— start of AVAILABLE DATA —
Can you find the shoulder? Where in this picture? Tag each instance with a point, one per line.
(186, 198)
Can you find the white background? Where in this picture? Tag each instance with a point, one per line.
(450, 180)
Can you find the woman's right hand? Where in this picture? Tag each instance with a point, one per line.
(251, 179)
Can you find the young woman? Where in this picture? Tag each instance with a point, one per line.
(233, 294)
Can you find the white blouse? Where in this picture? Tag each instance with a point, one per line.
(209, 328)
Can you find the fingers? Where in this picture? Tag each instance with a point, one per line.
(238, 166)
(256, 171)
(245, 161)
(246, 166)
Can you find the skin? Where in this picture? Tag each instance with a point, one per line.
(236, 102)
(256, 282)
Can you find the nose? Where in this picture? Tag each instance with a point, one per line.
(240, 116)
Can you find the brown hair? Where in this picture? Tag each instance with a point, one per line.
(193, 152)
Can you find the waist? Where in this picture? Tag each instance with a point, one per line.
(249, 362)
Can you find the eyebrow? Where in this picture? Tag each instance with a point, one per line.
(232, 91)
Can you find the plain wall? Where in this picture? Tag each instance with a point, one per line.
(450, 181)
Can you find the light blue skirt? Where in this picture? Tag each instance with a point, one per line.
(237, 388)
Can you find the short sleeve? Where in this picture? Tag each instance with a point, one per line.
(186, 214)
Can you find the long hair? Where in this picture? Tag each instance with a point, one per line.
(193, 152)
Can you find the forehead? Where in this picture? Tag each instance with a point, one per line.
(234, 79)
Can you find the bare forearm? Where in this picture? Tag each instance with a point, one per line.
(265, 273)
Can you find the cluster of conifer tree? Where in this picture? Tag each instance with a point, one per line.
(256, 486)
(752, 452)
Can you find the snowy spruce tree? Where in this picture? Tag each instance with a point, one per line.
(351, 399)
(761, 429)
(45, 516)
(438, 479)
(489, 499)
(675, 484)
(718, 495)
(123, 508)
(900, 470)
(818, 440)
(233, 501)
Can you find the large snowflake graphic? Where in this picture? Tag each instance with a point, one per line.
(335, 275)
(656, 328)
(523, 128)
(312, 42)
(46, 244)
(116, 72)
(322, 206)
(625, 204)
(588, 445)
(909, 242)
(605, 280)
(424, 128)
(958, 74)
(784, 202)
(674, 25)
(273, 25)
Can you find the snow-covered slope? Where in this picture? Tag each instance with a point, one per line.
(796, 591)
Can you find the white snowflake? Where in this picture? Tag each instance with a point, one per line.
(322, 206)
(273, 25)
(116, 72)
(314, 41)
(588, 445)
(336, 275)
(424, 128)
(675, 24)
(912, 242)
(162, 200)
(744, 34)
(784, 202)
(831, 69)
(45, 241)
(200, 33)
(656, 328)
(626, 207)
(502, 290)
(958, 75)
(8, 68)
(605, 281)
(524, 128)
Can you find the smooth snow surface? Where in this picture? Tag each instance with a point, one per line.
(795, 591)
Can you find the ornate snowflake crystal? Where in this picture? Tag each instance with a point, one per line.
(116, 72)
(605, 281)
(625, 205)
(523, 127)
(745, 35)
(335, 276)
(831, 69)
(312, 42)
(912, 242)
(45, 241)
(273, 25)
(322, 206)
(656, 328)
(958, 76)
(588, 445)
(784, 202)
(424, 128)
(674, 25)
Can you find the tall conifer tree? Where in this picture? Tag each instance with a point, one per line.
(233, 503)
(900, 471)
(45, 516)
— end of AVAILABLE DATA —
Each line of the material must be restated exactly.

#### [ANSWER TO THIS TASK]
Can you find the shoulder? Where in this picture? Tag each instance with a point, one per line.
(186, 198)
Can you find the white background? Where in this picture? Tag each instance with a point, one per line.
(450, 180)
Can you find the woman's right hand? Where in this picture? Tag each instance with a point, one per line.
(251, 179)
Can you find the young woman? Where in this picture? Tag each instance with a point, one per line.
(233, 294)
Can you find the white blouse? Where in this picture? Tag each instance with a point, one per line.
(209, 328)
Can you find the fingers? Where in this picture? Tag each instance with a point, one per line.
(238, 166)
(256, 171)
(245, 161)
(246, 166)
Can you find the skin? Where in this picture? Tag each instance with a point, one per line.
(236, 102)
(256, 282)
Can you find the nose? Where in this picture? Tag each instance with a point, one per line.
(240, 116)
Can you find the brown hair? Where in this picture? Tag each instance with a point, one per line.
(193, 152)
Can you find the waist? Where in this picture? Tag each instance with a point, one per line.
(249, 362)
Can you find the eyebrow? Where in this picture? Tag each instance with a point, one per line.
(232, 91)
Can you find the plain wall? Where in this picture? Tag each instance with a point, one per line.
(450, 181)
Can you find the light blue skirt? Where in this picture? Tag each instance with a point, one per line.
(237, 388)
Can you find the short sleeve? Where in this picture? Tag each instance with a point, one per line.
(186, 214)
Can you find the long hair? Where in this picture? Tag each instance with a point, one per line.
(193, 152)
Can you find the forehead? Where in this picture? Tag each instance with a point, one per line.
(234, 79)
Can you find the bare forearm? Where in this picture? Tag each instance with a point, one per line.
(265, 273)
Can you find the cluster of conifer tree? Where in this picture? Tag each instance with a point, one per line.
(256, 486)
(752, 452)
Can you find the snowy spruce tree? Where in this picture? Tag each instance with a point, one per line.
(351, 399)
(761, 429)
(45, 516)
(438, 479)
(489, 499)
(675, 484)
(718, 495)
(123, 508)
(900, 470)
(818, 440)
(233, 501)
Can you find the large snowflake graphic? Where in this picture? Tag each instance with a point, one per line.
(335, 275)
(656, 328)
(523, 128)
(312, 42)
(46, 244)
(116, 72)
(322, 206)
(625, 204)
(588, 445)
(909, 242)
(605, 280)
(424, 128)
(958, 74)
(784, 202)
(674, 25)
(273, 25)
Can you find the snow-covered slope? Where in this picture? Tag each instance with a point, one per line.
(796, 591)
Can you find the white snowflake? Where in this picture? Tag each instance with a point, one per line.
(322, 206)
(273, 25)
(116, 72)
(314, 41)
(588, 445)
(336, 275)
(424, 128)
(675, 24)
(912, 242)
(162, 200)
(744, 34)
(784, 202)
(831, 69)
(45, 241)
(200, 33)
(656, 328)
(626, 207)
(502, 290)
(958, 75)
(8, 68)
(605, 281)
(524, 128)
Can you find the smooth snow surface? Where in this picture? Tag each instance with a point, one per line.
(795, 591)
Can you find the ornate snowflake crystal? Where in this picture? Tag each instance with a point, one per line.
(116, 72)
(605, 281)
(625, 205)
(523, 127)
(745, 35)
(335, 276)
(831, 69)
(312, 42)
(912, 242)
(45, 241)
(273, 25)
(322, 206)
(656, 328)
(958, 76)
(588, 445)
(784, 202)
(424, 128)
(674, 25)
Can you find the tall conifer tree? Where in this picture? Tag each instance with a point, one per line.
(233, 503)
(900, 471)
(45, 516)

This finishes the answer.